___ Material provided

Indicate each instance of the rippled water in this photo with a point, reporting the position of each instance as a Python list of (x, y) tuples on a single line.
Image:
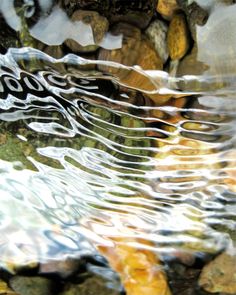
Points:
[(84, 162)]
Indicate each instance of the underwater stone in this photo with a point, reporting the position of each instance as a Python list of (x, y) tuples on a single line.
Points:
[(137, 12), (178, 37), (167, 8), (220, 275), (157, 33), (99, 25), (31, 285)]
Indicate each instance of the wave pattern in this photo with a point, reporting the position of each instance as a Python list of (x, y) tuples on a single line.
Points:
[(84, 161)]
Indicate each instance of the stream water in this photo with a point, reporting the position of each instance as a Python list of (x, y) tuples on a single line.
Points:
[(84, 161)]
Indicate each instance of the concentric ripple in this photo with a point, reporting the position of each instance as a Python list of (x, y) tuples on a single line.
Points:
[(84, 161)]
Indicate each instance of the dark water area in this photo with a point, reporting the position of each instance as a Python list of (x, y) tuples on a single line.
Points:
[(88, 160)]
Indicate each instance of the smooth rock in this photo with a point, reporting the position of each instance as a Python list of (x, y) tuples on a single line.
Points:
[(5, 290), (167, 8), (91, 286), (196, 16), (31, 285), (64, 268), (136, 12), (157, 33), (99, 25), (178, 37), (220, 275), (126, 55)]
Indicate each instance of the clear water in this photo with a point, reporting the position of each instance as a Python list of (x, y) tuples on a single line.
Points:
[(84, 162)]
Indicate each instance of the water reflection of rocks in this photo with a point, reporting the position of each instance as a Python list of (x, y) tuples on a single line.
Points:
[(183, 38)]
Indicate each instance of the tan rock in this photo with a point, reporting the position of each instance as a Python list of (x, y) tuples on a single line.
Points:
[(99, 25), (220, 275), (157, 34), (178, 37), (167, 8), (126, 55), (137, 50)]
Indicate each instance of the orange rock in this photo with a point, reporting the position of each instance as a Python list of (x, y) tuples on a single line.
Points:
[(178, 37), (167, 8), (140, 270)]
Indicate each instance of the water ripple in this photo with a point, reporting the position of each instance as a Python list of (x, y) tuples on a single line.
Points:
[(84, 161)]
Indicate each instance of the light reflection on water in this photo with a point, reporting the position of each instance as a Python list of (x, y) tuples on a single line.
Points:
[(98, 175), (88, 159)]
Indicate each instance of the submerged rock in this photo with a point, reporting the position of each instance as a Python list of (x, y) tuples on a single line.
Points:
[(220, 275), (126, 55), (31, 285), (137, 12), (178, 37), (196, 16), (93, 285), (99, 26), (157, 33), (167, 8)]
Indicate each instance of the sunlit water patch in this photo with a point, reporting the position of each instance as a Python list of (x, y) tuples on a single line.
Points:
[(84, 162)]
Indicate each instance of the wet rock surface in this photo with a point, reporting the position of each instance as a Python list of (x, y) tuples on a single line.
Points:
[(99, 26), (156, 35), (31, 285), (138, 12), (219, 275)]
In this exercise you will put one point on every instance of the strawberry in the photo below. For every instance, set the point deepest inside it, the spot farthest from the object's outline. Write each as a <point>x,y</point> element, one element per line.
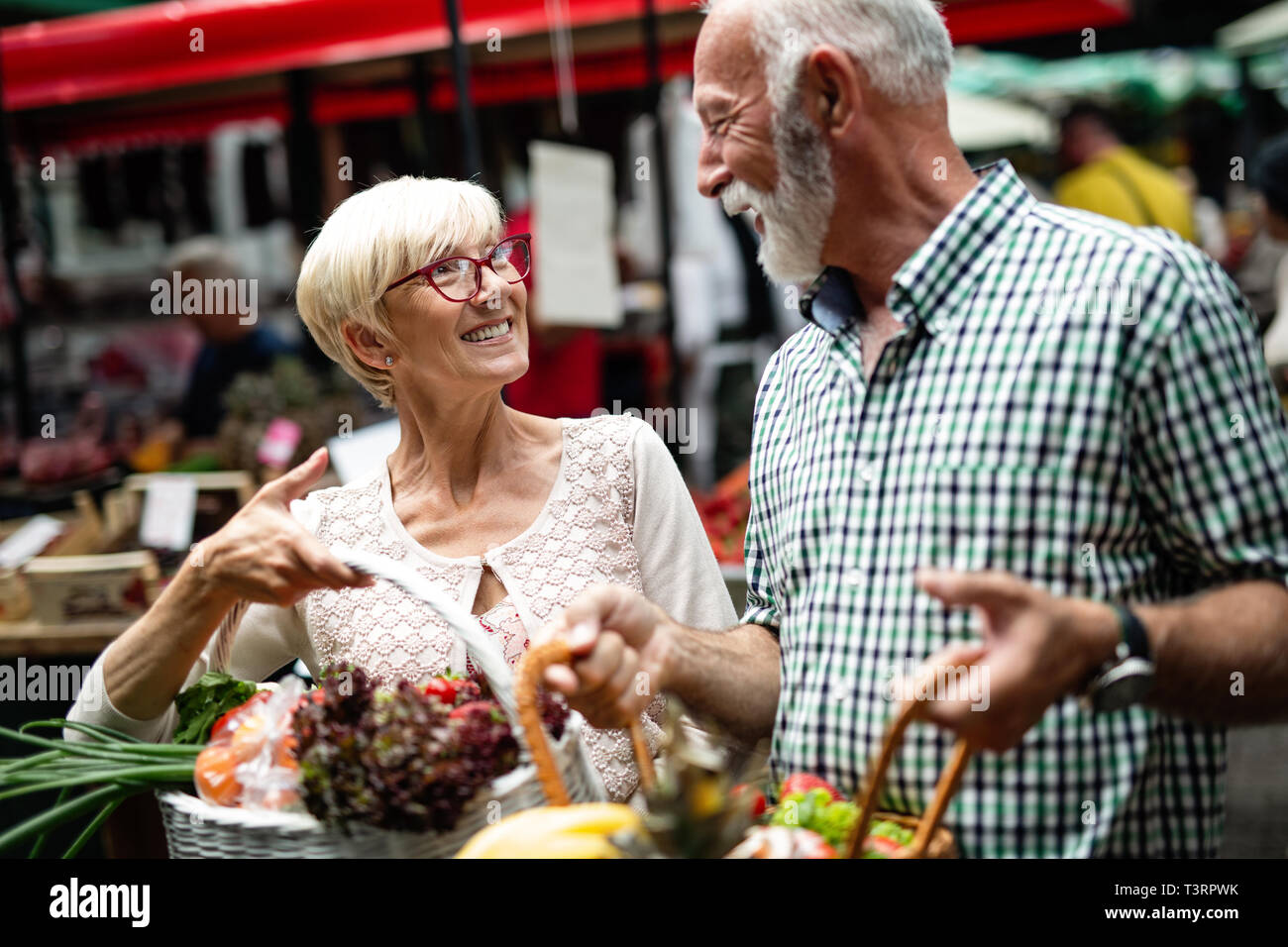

______

Work to be completed – Copy out all lines of the listing above that include "reflection".

Result of the task –
Indicate each instance of the water reflection of rocks in this photo with a point, reporting the position of each instance as a Python list of (x, y) tuples on a single line.
Indicate each instance of the light reflection on water in this photo with a point, reporting the position of each instance as a Python list of (x, y) tuples on a single line.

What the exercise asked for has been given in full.